::: INPUT MATERIAL
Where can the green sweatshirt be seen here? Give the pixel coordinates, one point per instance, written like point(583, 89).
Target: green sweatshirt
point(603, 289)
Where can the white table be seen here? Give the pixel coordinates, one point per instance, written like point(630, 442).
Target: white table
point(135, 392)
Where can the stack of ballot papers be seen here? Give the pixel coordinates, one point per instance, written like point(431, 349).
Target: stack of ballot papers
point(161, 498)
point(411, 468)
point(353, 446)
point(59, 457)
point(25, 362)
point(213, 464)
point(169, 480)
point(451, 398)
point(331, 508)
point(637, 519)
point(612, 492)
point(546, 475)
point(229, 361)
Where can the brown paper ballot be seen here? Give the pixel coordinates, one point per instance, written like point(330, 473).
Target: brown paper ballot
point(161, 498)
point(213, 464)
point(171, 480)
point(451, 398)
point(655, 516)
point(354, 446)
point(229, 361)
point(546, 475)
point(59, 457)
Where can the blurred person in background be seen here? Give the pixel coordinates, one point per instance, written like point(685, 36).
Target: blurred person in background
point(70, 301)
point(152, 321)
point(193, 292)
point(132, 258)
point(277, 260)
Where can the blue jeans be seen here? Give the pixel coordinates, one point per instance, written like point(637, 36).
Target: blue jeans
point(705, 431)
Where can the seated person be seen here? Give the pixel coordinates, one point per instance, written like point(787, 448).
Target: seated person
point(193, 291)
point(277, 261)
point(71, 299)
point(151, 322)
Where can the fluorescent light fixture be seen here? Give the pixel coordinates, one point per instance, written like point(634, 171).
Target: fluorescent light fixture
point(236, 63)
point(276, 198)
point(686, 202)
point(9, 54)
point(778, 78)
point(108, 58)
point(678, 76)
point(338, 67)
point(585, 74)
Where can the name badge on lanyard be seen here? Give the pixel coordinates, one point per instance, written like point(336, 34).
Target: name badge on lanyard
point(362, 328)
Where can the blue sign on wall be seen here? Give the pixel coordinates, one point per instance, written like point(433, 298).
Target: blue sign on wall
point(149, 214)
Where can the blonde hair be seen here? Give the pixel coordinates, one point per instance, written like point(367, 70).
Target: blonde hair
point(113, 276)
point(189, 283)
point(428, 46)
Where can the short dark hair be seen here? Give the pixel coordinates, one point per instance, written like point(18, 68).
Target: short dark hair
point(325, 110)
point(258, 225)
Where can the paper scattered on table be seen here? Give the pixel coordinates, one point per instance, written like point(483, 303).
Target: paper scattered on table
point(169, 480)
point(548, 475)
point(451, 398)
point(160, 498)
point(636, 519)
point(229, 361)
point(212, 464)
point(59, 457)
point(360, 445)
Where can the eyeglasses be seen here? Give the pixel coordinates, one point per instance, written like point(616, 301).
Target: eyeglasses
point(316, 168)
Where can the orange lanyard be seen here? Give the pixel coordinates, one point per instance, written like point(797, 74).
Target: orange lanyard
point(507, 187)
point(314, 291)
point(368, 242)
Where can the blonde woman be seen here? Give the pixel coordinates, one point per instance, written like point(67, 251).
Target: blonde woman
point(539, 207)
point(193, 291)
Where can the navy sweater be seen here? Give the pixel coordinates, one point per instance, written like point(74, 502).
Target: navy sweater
::::::
Reproduce all of the entries above verbatim, keeping every line unchanged and in the same order.

**THE RESPONSE**
Where can the green sweatshirt be seen here? Give the pixel coordinates, one point per instance, written like point(583, 89).
Target: green sweatshirt
point(603, 289)
Where can the white table be seen here? Give the pixel coordinates, one point per instance, written like point(630, 442).
Target: white table
point(135, 392)
Where can the stack of ballot papers be seen here? Give the pixel coordinates, one point per instance, written like point(431, 349).
Target: stack of ballot papers
point(161, 498)
point(411, 468)
point(353, 446)
point(59, 457)
point(25, 362)
point(213, 464)
point(169, 480)
point(451, 398)
point(331, 508)
point(637, 519)
point(612, 492)
point(546, 475)
point(229, 361)
Where can the brown paper ballot be seen here? Give the pixel coordinates, one point per instance, written like point(330, 473).
Target: brown paper ballot
point(161, 498)
point(213, 464)
point(171, 480)
point(451, 398)
point(655, 516)
point(354, 446)
point(229, 361)
point(546, 475)
point(59, 457)
Where can the blurred person in background be seen here? Give the pixel coordinates, one point per instance, written like point(685, 36).
Target: blurred person in background
point(70, 301)
point(152, 321)
point(193, 292)
point(132, 258)
point(277, 260)
Where can the blue jeans be seen here? Give the pixel coordinates, one point per instance, written like point(637, 36).
Target: blue jeans
point(705, 431)
Where can the seated person be seen here? Give the pixel coordinates, one point per instance, written like point(787, 448).
Target: seated person
point(193, 291)
point(277, 261)
point(71, 299)
point(151, 322)
Where can the fluorescent light fixture be seen here? Give the pixel coordinates, one point per instance, written like point(634, 171).
Target: fluorescent light fixture
point(236, 63)
point(276, 198)
point(686, 202)
point(9, 54)
point(778, 78)
point(108, 58)
point(678, 76)
point(338, 67)
point(585, 74)
Where can the name badge on lanyard be seen here? Give the pixel coordinates, one point per instance, written like point(336, 34).
Target: name badge on lanyard
point(362, 328)
Where can the blue sign on wall be seen here? Give the pixel coordinates, one point per instance, written like point(433, 298).
Target: blue sign on wall
point(149, 214)
Where can the blonde hair be seen here? Give the pixel coordinates, one point per instance, written like point(367, 70).
Target: blonde hair
point(113, 276)
point(189, 283)
point(428, 46)
Where can the short dark hair be seen here? Give the pixel coordinates, one point per instance, written like point(18, 68).
Target: short dark hair
point(325, 110)
point(258, 225)
Where can the paper scattered on table be seen here? Give the pixel coordinates, one point per instance, written like point(483, 303).
Target: paper scattered on table
point(169, 480)
point(548, 475)
point(451, 398)
point(160, 498)
point(636, 519)
point(229, 361)
point(212, 464)
point(59, 457)
point(360, 445)
Where can the eyeglasses be seen here? Give the pixel coordinates, one point per instance, written like point(616, 301).
Target: eyeglasses
point(316, 168)
Where can the orange lanyard be seen here? Give the pixel coordinates, one point per instance, written like point(797, 74).
Target: orange lanyard
point(507, 187)
point(314, 291)
point(368, 242)
Where can the blonde woman be seen here? Give the pixel coordinates, one point per instance, written like point(67, 251).
Target: blonde woman
point(539, 207)
point(193, 291)
Where can the navy sweater be seen here? Give the pixel coordinates, one point per instance, written like point(74, 502).
Target: navy sweater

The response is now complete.